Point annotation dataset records
____________
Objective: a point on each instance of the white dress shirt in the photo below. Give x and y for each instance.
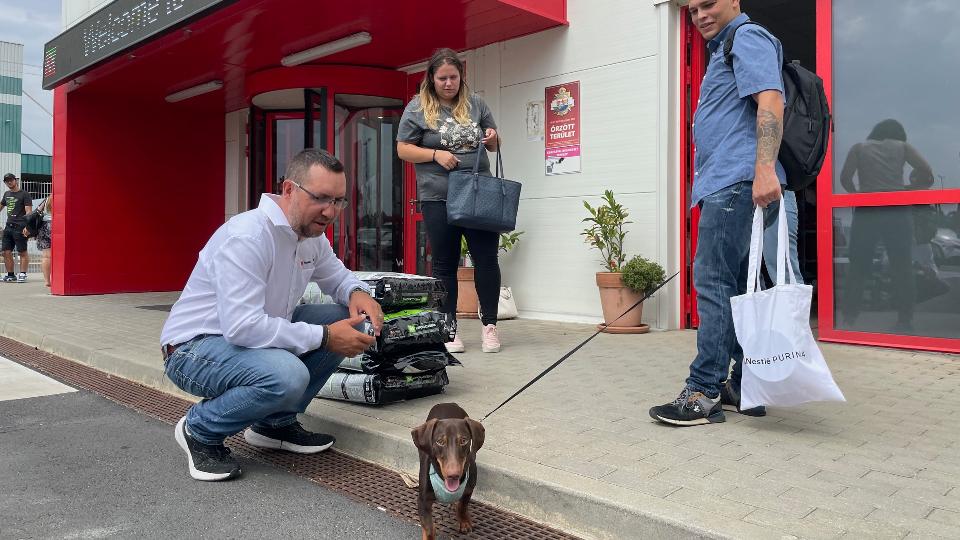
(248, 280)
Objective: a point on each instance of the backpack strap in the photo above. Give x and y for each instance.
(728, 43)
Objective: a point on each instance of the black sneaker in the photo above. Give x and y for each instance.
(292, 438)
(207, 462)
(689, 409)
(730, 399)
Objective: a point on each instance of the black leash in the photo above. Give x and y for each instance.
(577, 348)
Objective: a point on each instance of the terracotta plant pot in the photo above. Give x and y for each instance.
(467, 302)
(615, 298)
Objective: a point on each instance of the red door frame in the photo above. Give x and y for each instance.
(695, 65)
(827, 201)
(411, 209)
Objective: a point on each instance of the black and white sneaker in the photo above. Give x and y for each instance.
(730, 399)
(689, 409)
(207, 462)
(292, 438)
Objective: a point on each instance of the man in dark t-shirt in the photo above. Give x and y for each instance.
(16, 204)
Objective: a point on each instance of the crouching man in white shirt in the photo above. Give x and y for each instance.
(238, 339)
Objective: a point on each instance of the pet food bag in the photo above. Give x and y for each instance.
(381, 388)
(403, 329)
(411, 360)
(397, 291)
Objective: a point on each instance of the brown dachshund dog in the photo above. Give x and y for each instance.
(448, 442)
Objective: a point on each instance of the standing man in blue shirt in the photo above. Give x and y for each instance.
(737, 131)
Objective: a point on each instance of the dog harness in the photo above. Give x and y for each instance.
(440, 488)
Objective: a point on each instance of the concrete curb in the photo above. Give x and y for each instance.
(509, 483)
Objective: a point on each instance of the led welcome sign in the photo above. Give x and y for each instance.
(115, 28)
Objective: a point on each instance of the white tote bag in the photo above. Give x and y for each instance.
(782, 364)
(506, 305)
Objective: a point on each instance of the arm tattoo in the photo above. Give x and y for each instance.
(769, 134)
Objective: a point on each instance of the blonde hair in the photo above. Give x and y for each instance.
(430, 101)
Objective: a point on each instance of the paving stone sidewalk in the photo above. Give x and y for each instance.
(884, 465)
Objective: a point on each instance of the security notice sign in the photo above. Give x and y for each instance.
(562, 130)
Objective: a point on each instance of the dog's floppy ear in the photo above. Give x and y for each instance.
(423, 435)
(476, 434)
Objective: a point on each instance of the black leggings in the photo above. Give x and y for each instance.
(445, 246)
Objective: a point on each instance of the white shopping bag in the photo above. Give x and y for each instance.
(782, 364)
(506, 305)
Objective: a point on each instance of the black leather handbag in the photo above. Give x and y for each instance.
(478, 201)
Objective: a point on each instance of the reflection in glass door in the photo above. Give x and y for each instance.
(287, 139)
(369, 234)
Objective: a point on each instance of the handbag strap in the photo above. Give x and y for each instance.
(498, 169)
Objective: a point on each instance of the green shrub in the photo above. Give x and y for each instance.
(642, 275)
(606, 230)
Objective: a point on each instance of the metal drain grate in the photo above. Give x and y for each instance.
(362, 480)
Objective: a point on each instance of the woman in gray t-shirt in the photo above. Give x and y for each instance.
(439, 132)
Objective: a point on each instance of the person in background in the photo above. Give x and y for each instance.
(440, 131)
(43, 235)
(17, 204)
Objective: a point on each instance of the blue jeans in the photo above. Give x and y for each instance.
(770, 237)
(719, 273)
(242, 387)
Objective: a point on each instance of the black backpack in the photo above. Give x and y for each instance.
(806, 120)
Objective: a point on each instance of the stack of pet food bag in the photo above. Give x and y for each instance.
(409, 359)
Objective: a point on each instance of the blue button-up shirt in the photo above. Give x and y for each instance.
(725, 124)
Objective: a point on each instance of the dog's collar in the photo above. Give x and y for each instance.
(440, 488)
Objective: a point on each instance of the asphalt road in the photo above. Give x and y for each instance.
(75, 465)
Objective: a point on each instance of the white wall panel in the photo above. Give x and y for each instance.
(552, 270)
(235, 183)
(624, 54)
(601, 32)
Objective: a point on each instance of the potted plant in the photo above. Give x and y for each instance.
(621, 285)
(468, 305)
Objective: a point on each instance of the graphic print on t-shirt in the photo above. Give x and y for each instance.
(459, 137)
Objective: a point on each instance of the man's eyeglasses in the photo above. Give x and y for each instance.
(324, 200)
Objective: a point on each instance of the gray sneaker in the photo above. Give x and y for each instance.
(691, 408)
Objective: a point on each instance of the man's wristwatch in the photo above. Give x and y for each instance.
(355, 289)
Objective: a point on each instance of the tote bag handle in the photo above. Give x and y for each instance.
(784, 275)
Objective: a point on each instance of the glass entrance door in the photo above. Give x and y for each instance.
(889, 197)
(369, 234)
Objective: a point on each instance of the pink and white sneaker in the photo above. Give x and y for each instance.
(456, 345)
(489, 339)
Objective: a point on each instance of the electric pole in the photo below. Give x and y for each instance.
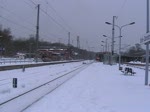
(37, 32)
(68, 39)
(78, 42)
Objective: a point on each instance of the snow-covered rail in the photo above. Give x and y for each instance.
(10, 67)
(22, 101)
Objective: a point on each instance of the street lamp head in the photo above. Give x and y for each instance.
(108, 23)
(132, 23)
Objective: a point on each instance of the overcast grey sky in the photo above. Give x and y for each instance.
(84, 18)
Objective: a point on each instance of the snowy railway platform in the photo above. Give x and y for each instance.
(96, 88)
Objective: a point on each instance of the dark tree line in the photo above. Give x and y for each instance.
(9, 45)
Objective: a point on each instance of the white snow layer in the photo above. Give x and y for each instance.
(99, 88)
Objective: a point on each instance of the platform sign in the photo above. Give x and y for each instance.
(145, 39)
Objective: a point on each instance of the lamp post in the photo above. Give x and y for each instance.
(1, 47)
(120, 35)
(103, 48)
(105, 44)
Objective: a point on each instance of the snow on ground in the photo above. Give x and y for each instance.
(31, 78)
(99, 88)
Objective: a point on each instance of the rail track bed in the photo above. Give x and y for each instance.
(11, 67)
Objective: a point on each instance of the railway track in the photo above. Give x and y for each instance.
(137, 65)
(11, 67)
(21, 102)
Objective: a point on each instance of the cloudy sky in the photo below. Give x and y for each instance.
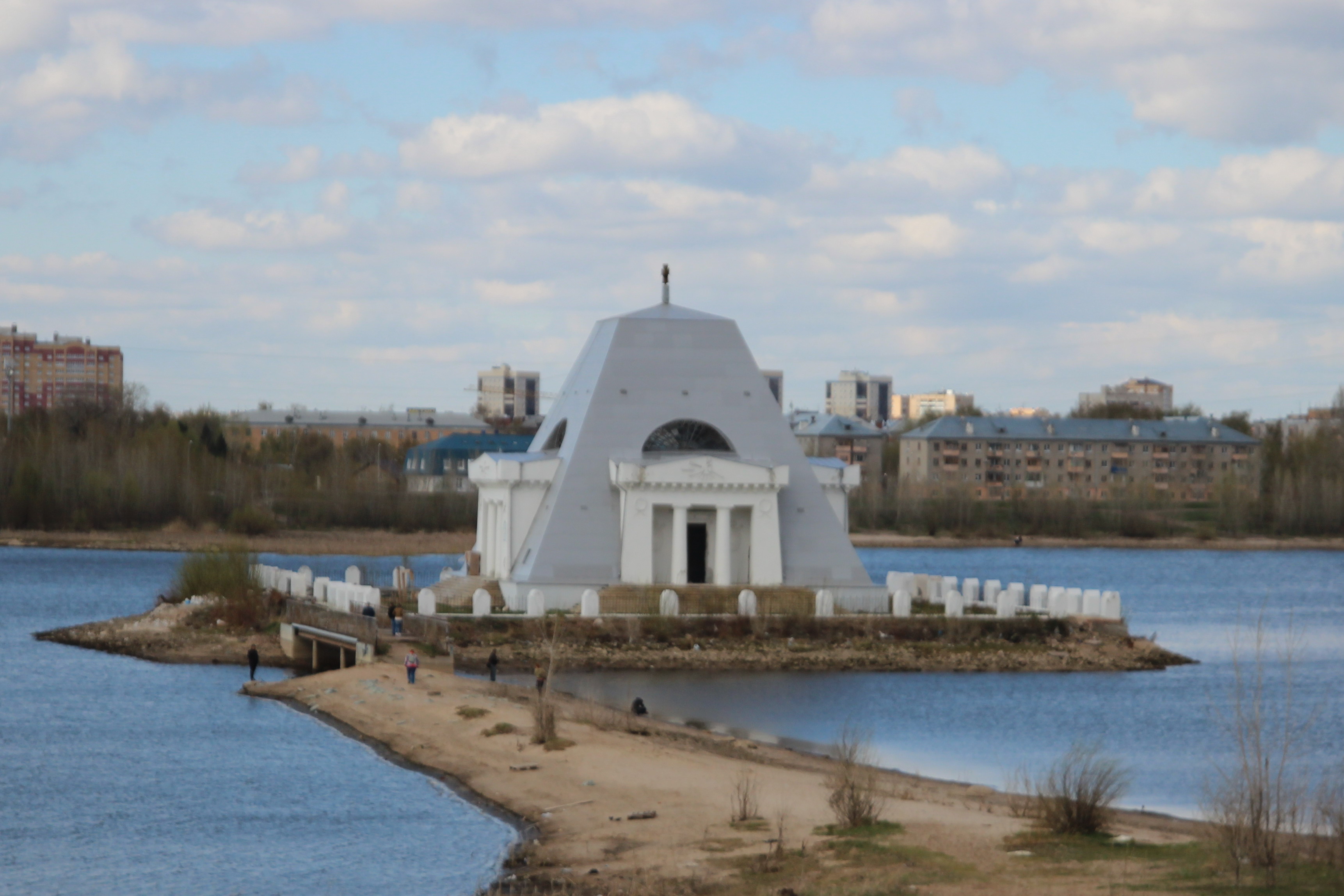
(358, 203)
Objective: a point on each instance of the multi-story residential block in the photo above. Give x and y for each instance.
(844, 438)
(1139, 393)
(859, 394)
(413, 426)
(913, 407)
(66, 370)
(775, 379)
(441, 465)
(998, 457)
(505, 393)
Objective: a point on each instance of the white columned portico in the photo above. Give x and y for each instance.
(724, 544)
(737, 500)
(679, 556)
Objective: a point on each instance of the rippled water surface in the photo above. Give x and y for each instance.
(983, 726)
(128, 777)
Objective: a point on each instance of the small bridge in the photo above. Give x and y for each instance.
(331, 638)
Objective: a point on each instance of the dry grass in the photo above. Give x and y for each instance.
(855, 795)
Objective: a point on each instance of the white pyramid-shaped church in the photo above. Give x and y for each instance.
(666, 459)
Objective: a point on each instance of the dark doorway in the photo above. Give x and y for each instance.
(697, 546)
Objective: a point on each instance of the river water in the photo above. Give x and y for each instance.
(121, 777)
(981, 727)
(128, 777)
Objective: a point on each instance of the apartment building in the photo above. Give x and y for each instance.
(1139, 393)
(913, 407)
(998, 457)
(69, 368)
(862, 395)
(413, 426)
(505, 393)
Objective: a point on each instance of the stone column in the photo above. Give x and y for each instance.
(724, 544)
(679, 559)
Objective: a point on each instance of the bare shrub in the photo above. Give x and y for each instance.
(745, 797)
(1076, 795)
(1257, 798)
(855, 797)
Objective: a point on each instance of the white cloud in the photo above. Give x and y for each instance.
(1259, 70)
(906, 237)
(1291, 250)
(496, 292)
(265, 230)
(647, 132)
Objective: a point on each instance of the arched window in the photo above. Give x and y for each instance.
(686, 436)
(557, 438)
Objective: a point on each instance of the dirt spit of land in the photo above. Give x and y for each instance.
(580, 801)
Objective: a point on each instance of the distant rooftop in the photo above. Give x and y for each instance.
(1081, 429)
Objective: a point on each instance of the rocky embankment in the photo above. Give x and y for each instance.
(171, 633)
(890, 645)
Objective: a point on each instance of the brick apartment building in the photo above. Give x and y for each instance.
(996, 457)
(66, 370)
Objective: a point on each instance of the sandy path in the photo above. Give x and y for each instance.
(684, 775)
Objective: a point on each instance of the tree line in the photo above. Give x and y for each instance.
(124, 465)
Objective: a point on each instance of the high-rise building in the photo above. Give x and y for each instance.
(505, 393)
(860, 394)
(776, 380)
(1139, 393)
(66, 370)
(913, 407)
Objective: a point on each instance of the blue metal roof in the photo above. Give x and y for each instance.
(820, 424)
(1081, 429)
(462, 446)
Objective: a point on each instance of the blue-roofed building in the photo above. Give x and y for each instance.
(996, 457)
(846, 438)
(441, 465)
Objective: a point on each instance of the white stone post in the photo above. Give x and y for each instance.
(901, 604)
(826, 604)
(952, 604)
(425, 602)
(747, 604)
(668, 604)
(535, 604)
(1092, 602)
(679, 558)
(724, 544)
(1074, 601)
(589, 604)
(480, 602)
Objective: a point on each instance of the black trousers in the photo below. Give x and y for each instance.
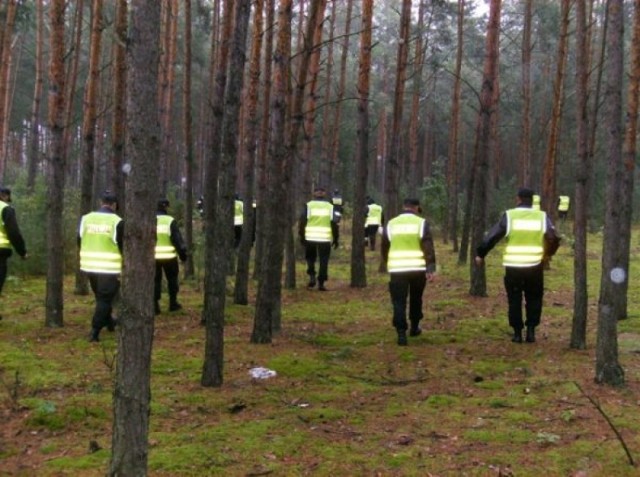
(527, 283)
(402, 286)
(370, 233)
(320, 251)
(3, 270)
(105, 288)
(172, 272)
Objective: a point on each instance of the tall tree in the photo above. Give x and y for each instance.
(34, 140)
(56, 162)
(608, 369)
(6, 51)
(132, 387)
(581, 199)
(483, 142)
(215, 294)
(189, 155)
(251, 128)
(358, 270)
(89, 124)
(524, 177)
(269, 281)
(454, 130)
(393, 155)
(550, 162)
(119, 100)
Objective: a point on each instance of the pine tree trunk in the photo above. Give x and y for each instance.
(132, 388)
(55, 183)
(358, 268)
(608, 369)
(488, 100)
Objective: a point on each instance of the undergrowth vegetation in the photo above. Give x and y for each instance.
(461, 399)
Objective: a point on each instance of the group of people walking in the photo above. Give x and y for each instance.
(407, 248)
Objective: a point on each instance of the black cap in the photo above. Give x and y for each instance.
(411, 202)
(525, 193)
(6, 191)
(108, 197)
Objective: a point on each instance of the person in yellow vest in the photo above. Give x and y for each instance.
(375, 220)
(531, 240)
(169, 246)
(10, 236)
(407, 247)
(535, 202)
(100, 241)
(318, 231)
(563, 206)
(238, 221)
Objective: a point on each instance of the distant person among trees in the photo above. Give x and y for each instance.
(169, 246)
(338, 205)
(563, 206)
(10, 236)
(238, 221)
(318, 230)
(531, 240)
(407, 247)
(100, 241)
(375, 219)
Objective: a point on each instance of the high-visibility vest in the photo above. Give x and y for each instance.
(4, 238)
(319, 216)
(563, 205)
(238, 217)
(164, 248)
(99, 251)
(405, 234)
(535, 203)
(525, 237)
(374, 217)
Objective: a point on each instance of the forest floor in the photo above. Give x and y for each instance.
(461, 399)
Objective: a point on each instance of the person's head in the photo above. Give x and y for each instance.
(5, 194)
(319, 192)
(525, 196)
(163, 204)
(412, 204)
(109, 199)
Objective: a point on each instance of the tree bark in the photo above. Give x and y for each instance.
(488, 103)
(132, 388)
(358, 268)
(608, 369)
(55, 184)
____________
WHAT YOU ARE ASKED TO DO — Print again the material above, limited to the lines from the one holding "Objective: a point on each instance of the pine" through the last, inclusive.

EXERCISE SOLUTION —
Objective: a point on each instance of the pine tree trunk in the photo above. Give x and y for each instance.
(132, 388)
(55, 183)
(358, 268)
(608, 369)
(488, 100)
Objective: a point on each instance of the undergrowth vegetation in the photo above. Give x and y for each instance.
(461, 399)
Objective: a point on each instance of the group of people walking in the photo above. Give x and y for each instance.
(407, 248)
Objective: a point on each instance of the black cap in the photo above. Give x and y for each instance.
(411, 202)
(525, 193)
(6, 191)
(108, 197)
Objective: a point on each instance of the person in yellow vest in the photo above. Give x and y for each instance.
(375, 220)
(531, 240)
(169, 246)
(10, 236)
(407, 247)
(535, 202)
(100, 241)
(318, 231)
(563, 206)
(238, 221)
Objective: a point on each instance of the distant person among trees in the photo above. Give x and y for each instance.
(169, 246)
(338, 205)
(563, 206)
(10, 236)
(238, 221)
(318, 230)
(531, 240)
(407, 247)
(100, 241)
(375, 219)
Objective: a point on each instance of the high-visibility vest in the photo above. Give x and y for each instance.
(4, 238)
(319, 216)
(563, 205)
(238, 217)
(164, 248)
(99, 251)
(405, 234)
(535, 203)
(525, 237)
(374, 217)
Objective: a point on each instance of the forest floor in the photo above. Give x and y for each instance.
(461, 399)
Objective: a point on each instance of the person's head in the photo above. Give x and y for each instance.
(5, 194)
(319, 192)
(525, 196)
(163, 204)
(412, 204)
(109, 199)
Objective: a point on each instance of the tree bark in the photo above. Give x and y for each instance.
(488, 103)
(132, 388)
(358, 268)
(608, 369)
(55, 184)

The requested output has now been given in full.